Can you pull out everything in the entries below, from the line containing "Task: a point for each instance of the stack" down to the line containing "pixel 519 61", with both of those lines included, and reproduce it line for line without any changes?

+++ TASK DATA

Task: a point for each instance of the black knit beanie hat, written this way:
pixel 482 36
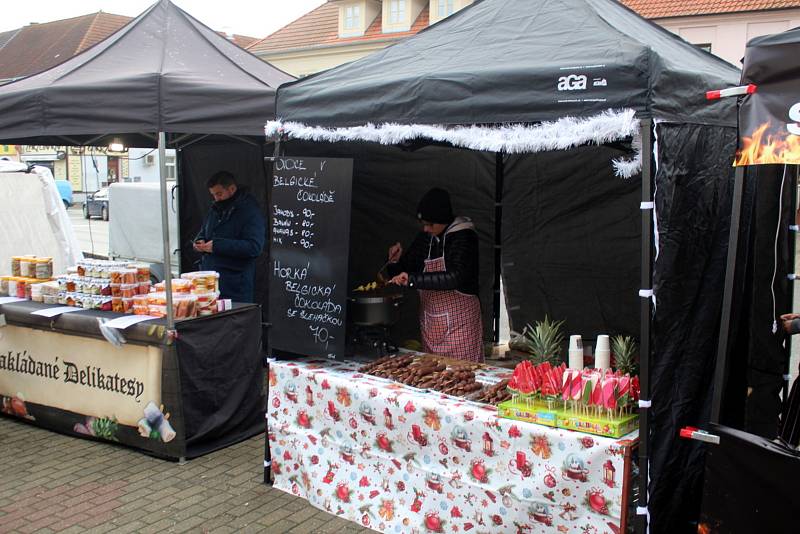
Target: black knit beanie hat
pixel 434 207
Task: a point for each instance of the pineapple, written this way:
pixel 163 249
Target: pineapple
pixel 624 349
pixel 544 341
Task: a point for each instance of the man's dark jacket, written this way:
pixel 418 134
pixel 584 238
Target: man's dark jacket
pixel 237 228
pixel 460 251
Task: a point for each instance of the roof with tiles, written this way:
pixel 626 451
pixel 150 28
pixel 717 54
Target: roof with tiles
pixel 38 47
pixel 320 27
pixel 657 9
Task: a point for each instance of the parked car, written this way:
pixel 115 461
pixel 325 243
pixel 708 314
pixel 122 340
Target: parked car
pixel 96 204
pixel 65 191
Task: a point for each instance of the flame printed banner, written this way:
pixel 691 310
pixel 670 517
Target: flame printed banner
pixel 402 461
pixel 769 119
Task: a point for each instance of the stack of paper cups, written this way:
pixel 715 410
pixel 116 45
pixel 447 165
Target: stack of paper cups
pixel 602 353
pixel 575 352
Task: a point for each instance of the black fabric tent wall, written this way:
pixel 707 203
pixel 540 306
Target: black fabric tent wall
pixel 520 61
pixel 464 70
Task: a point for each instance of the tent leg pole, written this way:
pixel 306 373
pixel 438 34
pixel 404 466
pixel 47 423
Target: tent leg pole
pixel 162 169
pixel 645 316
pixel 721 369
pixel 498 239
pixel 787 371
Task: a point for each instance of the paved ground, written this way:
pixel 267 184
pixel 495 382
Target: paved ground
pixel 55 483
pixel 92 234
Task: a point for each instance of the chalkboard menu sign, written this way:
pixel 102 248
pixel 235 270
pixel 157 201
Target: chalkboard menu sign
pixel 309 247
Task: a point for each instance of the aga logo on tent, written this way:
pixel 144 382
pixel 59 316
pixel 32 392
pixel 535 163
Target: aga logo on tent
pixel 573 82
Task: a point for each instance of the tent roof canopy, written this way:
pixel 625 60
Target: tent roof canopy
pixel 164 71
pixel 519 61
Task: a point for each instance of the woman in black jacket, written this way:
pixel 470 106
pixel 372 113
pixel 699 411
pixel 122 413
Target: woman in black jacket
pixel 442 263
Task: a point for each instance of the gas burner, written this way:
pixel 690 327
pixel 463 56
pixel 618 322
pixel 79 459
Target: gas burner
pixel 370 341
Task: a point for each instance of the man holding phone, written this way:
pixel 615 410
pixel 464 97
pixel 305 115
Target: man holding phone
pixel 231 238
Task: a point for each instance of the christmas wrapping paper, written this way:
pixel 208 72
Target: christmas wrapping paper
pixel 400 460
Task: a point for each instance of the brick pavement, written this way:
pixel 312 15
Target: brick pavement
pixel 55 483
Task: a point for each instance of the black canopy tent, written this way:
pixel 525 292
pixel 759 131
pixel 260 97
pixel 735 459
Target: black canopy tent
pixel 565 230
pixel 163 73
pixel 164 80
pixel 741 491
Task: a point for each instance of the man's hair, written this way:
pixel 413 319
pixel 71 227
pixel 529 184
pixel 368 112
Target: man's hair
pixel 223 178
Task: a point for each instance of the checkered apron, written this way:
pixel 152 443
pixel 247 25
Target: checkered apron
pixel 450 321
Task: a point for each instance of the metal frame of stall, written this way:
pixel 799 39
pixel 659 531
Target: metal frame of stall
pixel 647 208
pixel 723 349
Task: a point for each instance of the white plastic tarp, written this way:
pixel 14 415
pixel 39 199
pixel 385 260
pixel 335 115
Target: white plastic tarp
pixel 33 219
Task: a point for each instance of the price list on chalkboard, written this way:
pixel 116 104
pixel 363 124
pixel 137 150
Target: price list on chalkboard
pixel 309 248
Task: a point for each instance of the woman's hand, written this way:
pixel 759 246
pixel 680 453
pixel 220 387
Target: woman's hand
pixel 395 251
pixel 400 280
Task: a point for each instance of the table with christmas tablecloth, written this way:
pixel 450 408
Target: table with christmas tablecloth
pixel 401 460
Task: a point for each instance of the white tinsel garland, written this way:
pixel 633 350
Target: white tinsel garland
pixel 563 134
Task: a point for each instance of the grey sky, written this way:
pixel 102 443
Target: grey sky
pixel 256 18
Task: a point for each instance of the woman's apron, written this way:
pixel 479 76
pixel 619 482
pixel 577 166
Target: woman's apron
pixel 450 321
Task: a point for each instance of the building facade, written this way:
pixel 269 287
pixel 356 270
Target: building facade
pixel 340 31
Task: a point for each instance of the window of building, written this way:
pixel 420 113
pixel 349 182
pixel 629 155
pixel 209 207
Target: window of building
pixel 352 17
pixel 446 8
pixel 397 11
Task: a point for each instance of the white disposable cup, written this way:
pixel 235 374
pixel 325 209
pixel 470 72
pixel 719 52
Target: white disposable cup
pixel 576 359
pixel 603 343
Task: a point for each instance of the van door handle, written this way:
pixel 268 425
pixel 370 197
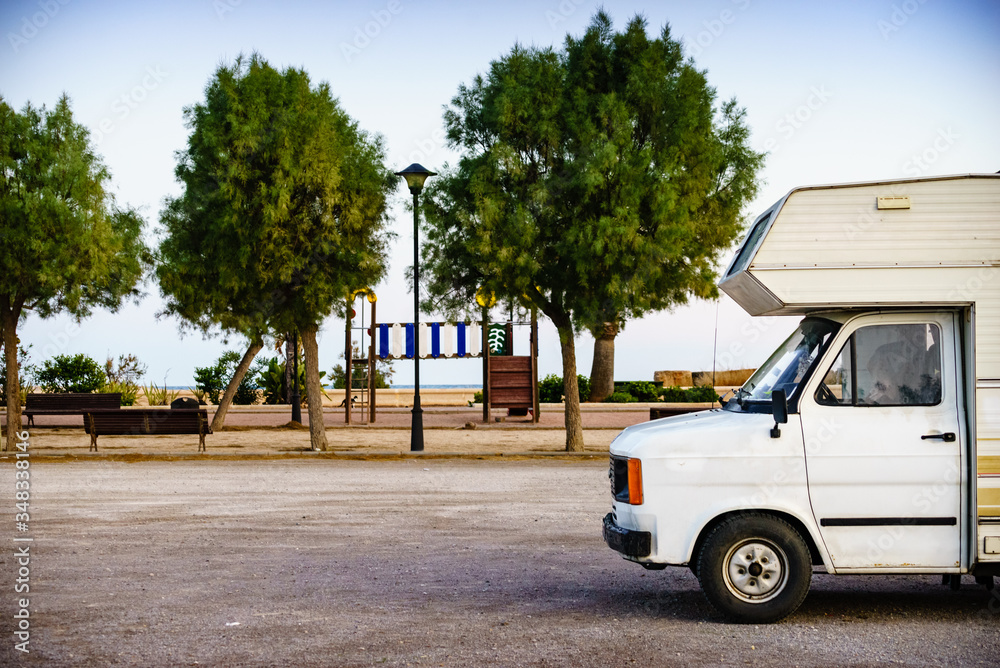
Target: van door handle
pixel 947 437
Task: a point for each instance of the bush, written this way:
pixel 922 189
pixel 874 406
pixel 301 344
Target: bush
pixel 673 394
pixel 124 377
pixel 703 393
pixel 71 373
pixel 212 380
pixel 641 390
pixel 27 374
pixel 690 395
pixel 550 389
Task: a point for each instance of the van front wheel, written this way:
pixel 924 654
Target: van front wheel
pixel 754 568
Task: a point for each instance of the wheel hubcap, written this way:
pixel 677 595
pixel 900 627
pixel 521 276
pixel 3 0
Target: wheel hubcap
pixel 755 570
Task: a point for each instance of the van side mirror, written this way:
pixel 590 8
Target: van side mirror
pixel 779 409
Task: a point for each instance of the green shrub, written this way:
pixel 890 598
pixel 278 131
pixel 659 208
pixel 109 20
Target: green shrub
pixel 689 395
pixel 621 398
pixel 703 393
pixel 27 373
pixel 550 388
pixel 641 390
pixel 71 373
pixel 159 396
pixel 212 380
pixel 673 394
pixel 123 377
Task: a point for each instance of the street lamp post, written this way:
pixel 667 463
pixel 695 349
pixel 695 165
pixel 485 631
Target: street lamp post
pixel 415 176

++++++
+++ TASK DATA

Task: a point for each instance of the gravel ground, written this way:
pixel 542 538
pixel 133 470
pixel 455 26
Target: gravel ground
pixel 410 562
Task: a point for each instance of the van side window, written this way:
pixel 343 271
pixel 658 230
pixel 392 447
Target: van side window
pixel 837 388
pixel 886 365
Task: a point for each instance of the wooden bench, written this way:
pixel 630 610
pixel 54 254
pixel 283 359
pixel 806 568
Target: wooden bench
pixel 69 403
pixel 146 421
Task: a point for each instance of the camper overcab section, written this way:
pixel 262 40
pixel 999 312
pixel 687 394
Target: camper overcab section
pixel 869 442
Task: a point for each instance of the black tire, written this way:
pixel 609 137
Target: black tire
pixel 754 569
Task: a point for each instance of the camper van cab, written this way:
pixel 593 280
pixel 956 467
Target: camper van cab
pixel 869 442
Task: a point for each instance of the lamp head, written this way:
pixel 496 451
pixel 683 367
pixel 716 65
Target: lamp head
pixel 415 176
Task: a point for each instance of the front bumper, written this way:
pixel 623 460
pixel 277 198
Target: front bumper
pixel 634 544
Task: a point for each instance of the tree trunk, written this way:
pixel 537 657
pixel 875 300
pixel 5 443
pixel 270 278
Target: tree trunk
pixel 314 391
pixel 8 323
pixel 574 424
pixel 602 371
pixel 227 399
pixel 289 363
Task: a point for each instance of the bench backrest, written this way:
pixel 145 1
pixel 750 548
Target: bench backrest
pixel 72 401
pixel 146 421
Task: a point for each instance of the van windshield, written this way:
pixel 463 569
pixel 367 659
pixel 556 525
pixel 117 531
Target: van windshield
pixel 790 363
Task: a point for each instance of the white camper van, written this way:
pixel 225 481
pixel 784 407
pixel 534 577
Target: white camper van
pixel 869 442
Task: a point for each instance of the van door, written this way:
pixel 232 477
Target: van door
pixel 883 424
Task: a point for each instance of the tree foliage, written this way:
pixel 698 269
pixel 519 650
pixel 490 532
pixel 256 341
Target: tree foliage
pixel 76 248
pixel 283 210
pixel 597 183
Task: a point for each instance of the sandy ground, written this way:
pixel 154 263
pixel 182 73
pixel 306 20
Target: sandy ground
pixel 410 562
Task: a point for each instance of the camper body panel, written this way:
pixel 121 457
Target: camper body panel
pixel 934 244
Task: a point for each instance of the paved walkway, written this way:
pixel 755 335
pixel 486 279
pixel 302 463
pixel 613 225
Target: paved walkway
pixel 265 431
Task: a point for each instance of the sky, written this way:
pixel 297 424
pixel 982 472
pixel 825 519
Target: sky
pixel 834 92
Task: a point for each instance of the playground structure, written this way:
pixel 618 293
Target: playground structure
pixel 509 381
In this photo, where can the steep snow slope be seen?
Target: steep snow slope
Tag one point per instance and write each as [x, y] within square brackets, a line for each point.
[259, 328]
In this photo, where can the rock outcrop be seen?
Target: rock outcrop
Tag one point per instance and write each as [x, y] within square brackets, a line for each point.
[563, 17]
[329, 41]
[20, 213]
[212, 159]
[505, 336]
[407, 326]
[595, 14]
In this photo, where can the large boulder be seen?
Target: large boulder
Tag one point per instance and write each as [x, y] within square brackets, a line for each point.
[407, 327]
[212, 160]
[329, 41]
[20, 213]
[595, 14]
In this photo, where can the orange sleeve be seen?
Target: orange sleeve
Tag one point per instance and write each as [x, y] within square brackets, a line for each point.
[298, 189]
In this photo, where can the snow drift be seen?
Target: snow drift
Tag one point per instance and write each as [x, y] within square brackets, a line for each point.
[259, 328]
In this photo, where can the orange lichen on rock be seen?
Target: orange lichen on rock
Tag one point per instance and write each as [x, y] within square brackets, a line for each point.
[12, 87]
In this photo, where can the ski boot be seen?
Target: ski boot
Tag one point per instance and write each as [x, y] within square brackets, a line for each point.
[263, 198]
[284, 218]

++++++

EXERCISE OUTPUT -
Task: a point for each instance of the stack of paper cups, written this way:
pixel 715 410
pixel 116 45
pixel 447 165
Target: stack of paper cups
pixel 602 353
pixel 575 352
Task: a point for each instance of the black fabric tent wall, written this way:
pixel 707 203
pixel 540 306
Target: black fabric tent wall
pixel 520 61
pixel 464 70
Task: a point for each instance of the tent leg pole, written this way:
pixel 306 373
pixel 438 34
pixel 404 466
pixel 47 423
Target: tent leg pole
pixel 162 169
pixel 645 316
pixel 721 369
pixel 498 239
pixel 787 371
Task: a point for each instance of the paved ground, written this way:
pixel 267 184
pixel 495 382
Target: paved ground
pixel 55 483
pixel 92 234
Task: a point for each instance of the chalkboard menu sign, written this way:
pixel 102 248
pixel 235 270
pixel 157 201
Target: chalkboard menu sign
pixel 309 247
Task: a point for each instance of the aga logo on tent, written this way:
pixel 144 382
pixel 59 316
pixel 32 392
pixel 535 163
Target: aga logo on tent
pixel 573 82
Task: a point for each instance of the tent roof canopy, written this way:
pixel 625 60
Target: tent roof canopy
pixel 164 71
pixel 519 61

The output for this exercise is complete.